Start Extract to read
[SOLVED] Neuralnet RMSE is 10x bigger than linear model's RMSE on test data set

Neuralnet RMSE is 10x bigger than linear model's RMSE on test data set

Working with the Boston Housing data set. The linear model is very easy:

library(e1071) # for tune.nnet
library(MASS) # for the Boston housing data set
library(Metrics) # to calculate RMSE
library(nnet)

df <- MASS::Boston
train <- df[1:100, ]
test <- df[101:505, ]
Boston_lm <- lm(medv ~ ., data = train)
lm_rmse <- Metrics::rmse(actual = train$medv, predicted = Boston_lm$fitted.values)
#RMSE = 2.037201

However, the tuned neuralnet returns an RMSE on the test set that is more than 10x higher than the linear model's results:

Boston_tune_nnet <- e1071::tune.nnet(x = train[, 1:ncol(train)-1], y = train$medv, size = 1)
End Extract to read
Start Data segment
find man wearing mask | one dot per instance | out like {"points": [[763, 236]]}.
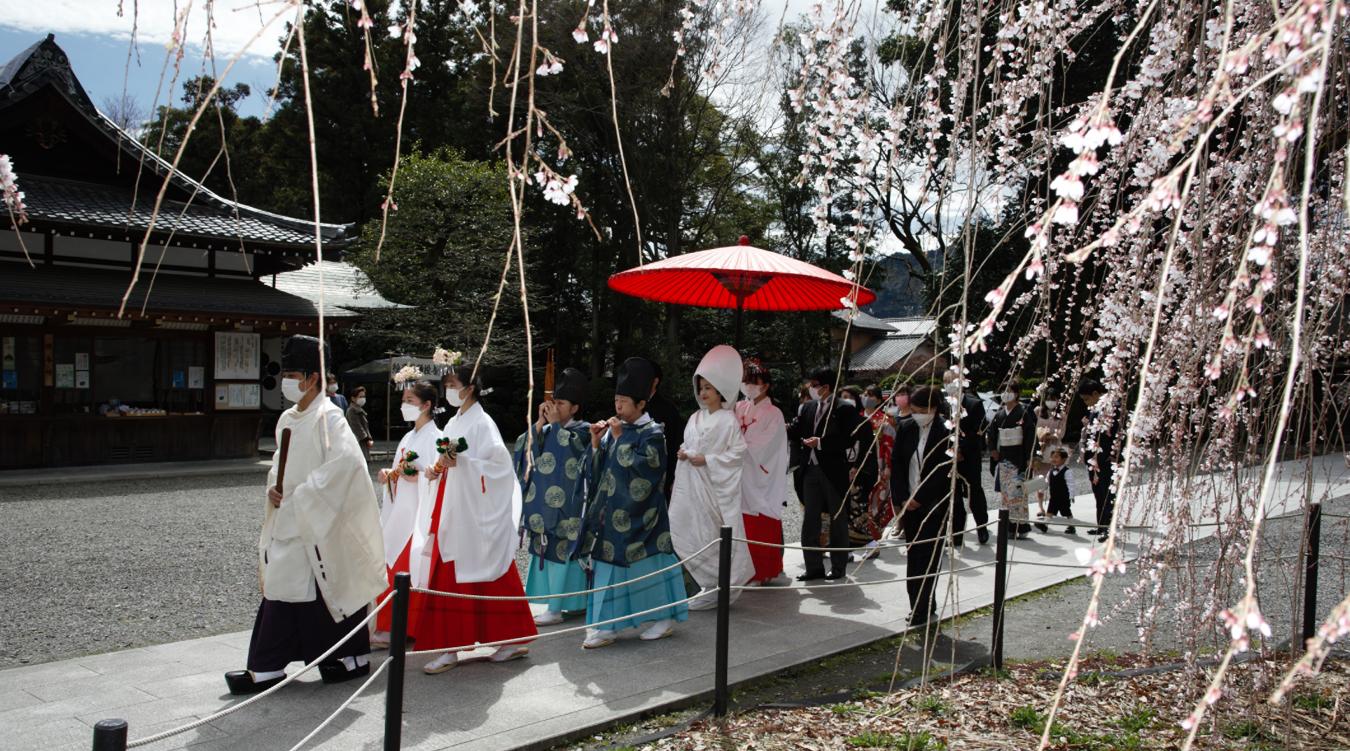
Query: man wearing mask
{"points": [[1013, 445], [321, 553], [826, 434], [1100, 470], [359, 422], [331, 389], [971, 488], [921, 484]]}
End Data segment
# Exercise aim
In the forum thread on neural network error, which rows of the Boston data set are assigned to the training set?

# Result for this exercise
Rows 1 through 100.